### WRITTEN REQUEST A
In the entries starting with the line containing "Task: point out the group" and going on through the line containing "point(377, 85)", swap "leafy plant" for "shrub" and give only those lines, with everything else unchanged.

Begin TEXT

When Oracle Clusterware starts, if CTSS is running in active mode and the time discrepancy is outside the stepping limit (the limit is 24 hours), then CTSS generates an alert in the alert log, exits, and Oracle Clusterware startup fails. You must manually adjust the time of the nodes joining the cluster to synchronize with the cluster, after which Oracle Clusterware can start and CTSS can manage the time for the nodes.

Clocks on the nodes in the cluster become desynchronized with the reference clock (a time CTSS uses as a basis and is on the first node started in the cluster) periodically for various reasons. When this happens, CTSS performs slew time synchronization, which is to speed up or slow down the system time on the nodes until they are synchronized with the reference system time. In this time synchronization method, CTSS does not adjust time backward, which guarantees monotonic increase of the system time.

When performing slew time synchronization, CTSS never runs time backward to synchronize with the reference clock. CTSS periodically writes alerts to the alert log containing information about how often it adjusts time on nodes to keep them synchronized with the reference clock.

End TEXT

### WRITTEN REQUEST B
According to the text on cluster time synchronization, why does CTSS not adjust time backward during slew time synchronization? Answer in one to three sentences.

Begin RECORDS FOR THIS EXERCISE

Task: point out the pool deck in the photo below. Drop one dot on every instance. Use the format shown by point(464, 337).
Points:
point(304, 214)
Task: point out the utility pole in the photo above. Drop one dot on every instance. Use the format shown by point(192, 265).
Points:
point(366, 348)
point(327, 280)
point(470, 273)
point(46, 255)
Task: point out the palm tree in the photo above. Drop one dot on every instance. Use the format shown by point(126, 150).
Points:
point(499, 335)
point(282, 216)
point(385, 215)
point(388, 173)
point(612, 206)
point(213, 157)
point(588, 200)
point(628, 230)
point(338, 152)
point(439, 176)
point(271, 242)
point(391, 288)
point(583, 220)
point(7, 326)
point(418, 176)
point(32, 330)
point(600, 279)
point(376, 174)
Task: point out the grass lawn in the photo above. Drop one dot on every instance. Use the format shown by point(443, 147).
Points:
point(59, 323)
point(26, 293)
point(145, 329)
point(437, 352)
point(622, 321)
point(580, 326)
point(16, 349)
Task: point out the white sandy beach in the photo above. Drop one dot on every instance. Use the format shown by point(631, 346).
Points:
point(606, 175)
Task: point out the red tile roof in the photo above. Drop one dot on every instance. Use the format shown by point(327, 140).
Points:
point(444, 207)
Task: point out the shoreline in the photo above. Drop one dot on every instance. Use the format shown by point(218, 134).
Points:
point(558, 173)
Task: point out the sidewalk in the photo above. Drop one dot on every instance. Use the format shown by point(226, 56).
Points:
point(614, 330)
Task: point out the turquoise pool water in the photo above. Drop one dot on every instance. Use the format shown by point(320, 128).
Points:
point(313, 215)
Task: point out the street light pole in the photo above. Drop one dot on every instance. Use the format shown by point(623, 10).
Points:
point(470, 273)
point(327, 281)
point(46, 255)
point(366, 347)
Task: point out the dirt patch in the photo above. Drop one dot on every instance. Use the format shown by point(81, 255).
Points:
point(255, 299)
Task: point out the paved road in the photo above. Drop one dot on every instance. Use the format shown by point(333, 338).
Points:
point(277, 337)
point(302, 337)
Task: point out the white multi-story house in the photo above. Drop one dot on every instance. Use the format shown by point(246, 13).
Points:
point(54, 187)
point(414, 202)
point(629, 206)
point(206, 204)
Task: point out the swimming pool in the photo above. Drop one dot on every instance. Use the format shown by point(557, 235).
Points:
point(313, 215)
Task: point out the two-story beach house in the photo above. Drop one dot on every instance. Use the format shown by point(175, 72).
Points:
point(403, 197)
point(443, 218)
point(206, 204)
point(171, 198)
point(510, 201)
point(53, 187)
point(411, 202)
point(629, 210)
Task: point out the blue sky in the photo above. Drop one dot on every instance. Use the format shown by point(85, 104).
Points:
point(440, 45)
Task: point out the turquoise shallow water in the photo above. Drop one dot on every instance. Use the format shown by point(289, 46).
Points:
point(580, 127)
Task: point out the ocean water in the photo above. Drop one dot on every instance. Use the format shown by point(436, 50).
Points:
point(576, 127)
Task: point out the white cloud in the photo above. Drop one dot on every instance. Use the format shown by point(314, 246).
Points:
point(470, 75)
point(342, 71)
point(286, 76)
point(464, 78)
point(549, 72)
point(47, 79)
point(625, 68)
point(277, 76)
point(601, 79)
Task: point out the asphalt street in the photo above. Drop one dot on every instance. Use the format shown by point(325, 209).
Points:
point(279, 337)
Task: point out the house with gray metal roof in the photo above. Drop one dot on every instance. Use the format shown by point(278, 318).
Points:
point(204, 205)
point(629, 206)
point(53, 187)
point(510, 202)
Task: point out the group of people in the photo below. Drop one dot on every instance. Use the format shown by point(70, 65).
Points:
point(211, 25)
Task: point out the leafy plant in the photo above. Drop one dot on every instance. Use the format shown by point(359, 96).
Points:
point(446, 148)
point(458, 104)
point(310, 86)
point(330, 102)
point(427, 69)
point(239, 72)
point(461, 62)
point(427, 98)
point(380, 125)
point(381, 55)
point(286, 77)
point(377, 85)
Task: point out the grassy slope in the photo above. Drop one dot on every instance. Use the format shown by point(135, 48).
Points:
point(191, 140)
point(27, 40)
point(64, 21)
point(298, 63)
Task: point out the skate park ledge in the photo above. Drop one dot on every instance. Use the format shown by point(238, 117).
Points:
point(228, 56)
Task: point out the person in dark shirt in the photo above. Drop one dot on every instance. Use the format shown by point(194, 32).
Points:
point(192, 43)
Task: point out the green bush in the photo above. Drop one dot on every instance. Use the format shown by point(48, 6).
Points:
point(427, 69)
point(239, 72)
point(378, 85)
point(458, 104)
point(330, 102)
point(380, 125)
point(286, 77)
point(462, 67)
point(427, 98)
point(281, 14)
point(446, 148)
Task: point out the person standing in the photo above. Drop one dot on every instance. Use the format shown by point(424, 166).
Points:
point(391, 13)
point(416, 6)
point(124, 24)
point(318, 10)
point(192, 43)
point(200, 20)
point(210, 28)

End RECORDS FOR THIS EXERCISE

### RESPONSE A
Task: point out the group of people in the photo below. Drop one dot on every instance. Use the format shown by point(70, 65).
Points:
point(211, 25)
Task: point out the shrub in the photo above. Drop one dot on every instance. Use the format shown by point(359, 96).
Points:
point(446, 148)
point(458, 104)
point(310, 86)
point(330, 102)
point(427, 69)
point(239, 72)
point(461, 62)
point(427, 98)
point(380, 125)
point(381, 55)
point(286, 77)
point(377, 85)

### RESPONSE B
In slew time synchronization, CTSS speeds up or slows down the system time on the nodes until it matches the reference system time, and it does not adjust time backward. This guarantees that the system time increases monotonically.